**Excerpt to read**

- - -

Why is a focus on weight so normalised in our society?

Not to mention the ‘thin ideal’ and immense pressure on body image and appearance in today’s society, an added layer to the normalisation of weight-focus is that ‘health’ has been widely attributed to someone’s body weight, shape and size and there is a common notion that weight is the problem when it comes to resolving health issues. As a society, we are bombarded with this oversimplified message which can lead to a societal drive to change our body weight, shape or size. Non-diet research has proven that this message of ‘weight = health’ fails to acknowledge the factors that truly impact someone’s health, including diet quality, fitness and activity levels, genetics, medical conditions, stress and mental health or socioeconomic status (a person’s level of income, education and occupation status).

Many people are shocked to hear that when we look at the evidence properly – we are unable to show that the cause of health concerns is directly related to weight status. In fact, research highlights that the cause of health concerns are more likely driven by the non-weight related factors like diet quality, smoking, sleep, fitness levels and so on. Some of these factors may be in our control and others are not. Evidently, when studies properly account for these factors – the risk of disease due to weight alone disappears or is significantly reduced.

- - -

**Given entries**
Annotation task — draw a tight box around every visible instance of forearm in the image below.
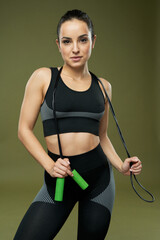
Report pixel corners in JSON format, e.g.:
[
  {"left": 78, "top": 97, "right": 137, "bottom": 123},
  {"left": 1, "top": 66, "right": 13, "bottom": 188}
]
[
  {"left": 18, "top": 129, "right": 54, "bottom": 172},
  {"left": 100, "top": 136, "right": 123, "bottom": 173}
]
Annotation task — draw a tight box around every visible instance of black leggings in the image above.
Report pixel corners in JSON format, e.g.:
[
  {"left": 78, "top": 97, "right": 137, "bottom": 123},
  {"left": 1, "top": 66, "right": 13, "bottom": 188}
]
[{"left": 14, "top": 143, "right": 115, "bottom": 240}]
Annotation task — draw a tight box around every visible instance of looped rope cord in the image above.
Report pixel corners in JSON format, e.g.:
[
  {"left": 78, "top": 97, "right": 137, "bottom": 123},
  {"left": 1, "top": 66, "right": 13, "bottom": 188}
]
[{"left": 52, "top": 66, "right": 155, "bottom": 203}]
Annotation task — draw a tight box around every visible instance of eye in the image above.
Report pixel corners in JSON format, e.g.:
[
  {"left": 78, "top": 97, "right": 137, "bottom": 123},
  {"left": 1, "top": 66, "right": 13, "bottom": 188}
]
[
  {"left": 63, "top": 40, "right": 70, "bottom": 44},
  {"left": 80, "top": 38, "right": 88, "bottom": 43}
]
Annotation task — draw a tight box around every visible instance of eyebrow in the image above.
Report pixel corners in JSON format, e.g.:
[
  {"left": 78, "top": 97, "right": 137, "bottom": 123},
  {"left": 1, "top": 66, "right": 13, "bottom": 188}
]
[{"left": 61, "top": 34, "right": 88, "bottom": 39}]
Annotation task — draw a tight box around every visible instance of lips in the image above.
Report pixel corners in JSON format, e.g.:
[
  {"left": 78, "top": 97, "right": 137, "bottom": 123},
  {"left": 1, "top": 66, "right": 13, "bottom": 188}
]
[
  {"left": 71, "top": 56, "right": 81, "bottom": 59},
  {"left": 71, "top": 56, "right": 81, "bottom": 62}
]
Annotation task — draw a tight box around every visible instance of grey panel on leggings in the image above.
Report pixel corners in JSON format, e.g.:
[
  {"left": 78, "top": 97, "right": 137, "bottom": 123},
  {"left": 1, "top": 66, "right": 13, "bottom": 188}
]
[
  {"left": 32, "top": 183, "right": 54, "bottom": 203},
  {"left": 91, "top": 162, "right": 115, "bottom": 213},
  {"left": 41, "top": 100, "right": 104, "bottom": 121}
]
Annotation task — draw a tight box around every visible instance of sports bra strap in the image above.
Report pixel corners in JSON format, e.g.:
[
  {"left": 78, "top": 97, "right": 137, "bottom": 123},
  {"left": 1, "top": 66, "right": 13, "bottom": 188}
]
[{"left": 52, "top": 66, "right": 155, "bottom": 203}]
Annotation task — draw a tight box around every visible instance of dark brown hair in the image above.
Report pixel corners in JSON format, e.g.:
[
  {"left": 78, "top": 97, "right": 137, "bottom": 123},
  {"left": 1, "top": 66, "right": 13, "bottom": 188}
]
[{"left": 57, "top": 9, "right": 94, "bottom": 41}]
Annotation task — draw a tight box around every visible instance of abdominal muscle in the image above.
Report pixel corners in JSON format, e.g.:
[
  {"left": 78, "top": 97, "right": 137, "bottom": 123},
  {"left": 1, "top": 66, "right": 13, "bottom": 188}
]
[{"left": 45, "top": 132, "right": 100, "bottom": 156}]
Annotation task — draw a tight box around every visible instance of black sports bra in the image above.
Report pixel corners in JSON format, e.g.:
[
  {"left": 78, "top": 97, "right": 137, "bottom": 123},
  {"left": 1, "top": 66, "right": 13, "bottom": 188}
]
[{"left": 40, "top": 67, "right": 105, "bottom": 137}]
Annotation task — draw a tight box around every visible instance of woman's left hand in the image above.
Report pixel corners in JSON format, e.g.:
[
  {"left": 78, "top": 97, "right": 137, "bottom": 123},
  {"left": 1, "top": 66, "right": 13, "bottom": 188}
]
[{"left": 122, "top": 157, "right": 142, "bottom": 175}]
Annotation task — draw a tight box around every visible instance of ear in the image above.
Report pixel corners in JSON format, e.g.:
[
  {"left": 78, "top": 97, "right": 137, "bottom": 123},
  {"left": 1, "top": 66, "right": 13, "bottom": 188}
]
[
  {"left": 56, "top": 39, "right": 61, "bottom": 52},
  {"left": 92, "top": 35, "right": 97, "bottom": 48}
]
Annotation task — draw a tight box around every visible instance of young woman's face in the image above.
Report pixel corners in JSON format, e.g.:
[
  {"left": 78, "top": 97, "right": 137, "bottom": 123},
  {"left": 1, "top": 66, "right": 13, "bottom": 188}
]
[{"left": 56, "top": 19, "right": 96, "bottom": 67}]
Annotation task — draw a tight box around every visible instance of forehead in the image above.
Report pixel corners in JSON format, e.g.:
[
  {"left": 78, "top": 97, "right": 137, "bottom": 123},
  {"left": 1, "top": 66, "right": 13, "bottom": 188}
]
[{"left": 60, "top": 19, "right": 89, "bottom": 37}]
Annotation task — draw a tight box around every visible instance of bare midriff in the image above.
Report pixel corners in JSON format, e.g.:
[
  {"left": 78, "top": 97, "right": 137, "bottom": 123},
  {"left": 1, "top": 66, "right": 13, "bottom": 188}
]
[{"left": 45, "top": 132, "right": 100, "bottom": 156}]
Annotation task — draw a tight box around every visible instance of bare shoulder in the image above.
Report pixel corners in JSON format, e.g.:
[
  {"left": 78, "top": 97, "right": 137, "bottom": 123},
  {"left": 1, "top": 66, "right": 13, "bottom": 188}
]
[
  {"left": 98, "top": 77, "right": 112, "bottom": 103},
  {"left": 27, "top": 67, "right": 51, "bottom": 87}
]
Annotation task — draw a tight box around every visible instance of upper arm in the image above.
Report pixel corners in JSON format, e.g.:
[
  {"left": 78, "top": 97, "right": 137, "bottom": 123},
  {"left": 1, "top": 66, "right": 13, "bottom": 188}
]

- - -

**What this exercise asks**
(1) In the passage on weight and health, retype the part starting with "Not to mention" and going on through "and occupation status).".
(2) Answer these questions from the passage on weight and health:
(a) What three things does the passage say make up socioeconomic status?
(b) Which non-weight factors does the second paragraph name as more likely to drive health concerns?
(c) What happens to the risk of disease due to weight alone when studies properly account for these factors?
(3) Carry on the passage on weight and health from where it stops.
The listing has no connection to the passage on weight and health.

**Solved tasks**
(1)
Not to mention the ‘thin ideal’ and immense pressure on body image and appearance in today’s society, an added layer to the normalisation of weight-focus is that ‘health’ has been widely attributed to someone’s body weight, shape and size and there is a common notion that weight is the problem when it comes to resolving health issues. As a society, we are bombarded with this oversimplified message which can lead to a societal drive to change our body weight, shape or size. Non-diet research has proven that this message of ‘weight = health’ fails to acknowledge the factors that truly impact someone’s health, including diet quality, fitness and activity levels, genetics, medical conditions, stress and mental health or socioeconomic status (a person’s level of income, education and occupation status).

(2)
(a) A person's level of income, education and occupation status.
(b) Diet quality, smoking, sleep and fitness levels.
(c) It disappears or is significantly reduced.

(3)
So, what does this tell us?

That health status is due to many contributing factors and not just weight status alone. Studies in the non-diet area have shown very promising results for the non-diet approach leading to improved biochemical markers (e.g. cholesterol), quality of life, psychological outcomes and reduced weight-cycling.

Why would we want to veer away from traditional weight-focused approaches?

  • Because diets don’t work. Research shows that 95-98% of people who lose weight through dieting will regain the weight at the same level or higher than their original weight within 2 – 5 years. Dieting can lead to a reduced awareness of internal body cues, increased dissatisfaction with body/appearance and repeated cycles of yo-yo dieting leading to negative health consequences including but not limited to: weight cycling, inadequate nutrient and energy intake, resulting in metabolic and hormonal dysregulation, nutrient deficiencies and decreased self-confidence and self-worth.
  • Dieting behaviours are the biggest risk factor for the onset of an eating disorder (and, disordered eating). Diets often involve restriction of food intake beyond physiological needs, causing malnutrition, undernutrition or starvation which can lead into patterns of binge eating or other serious disordered eating behaviours.
  • Weight cycling or ‘yo-yo’ dieting can be dangerous to our health. Research has discovered that repeated cycles of weight loss followed by regain may be more detrimental to our health risk then body size alone, as weight cycling has shown to increase the risk of diabetes, High blood pressure, high cholesterol and heart disease.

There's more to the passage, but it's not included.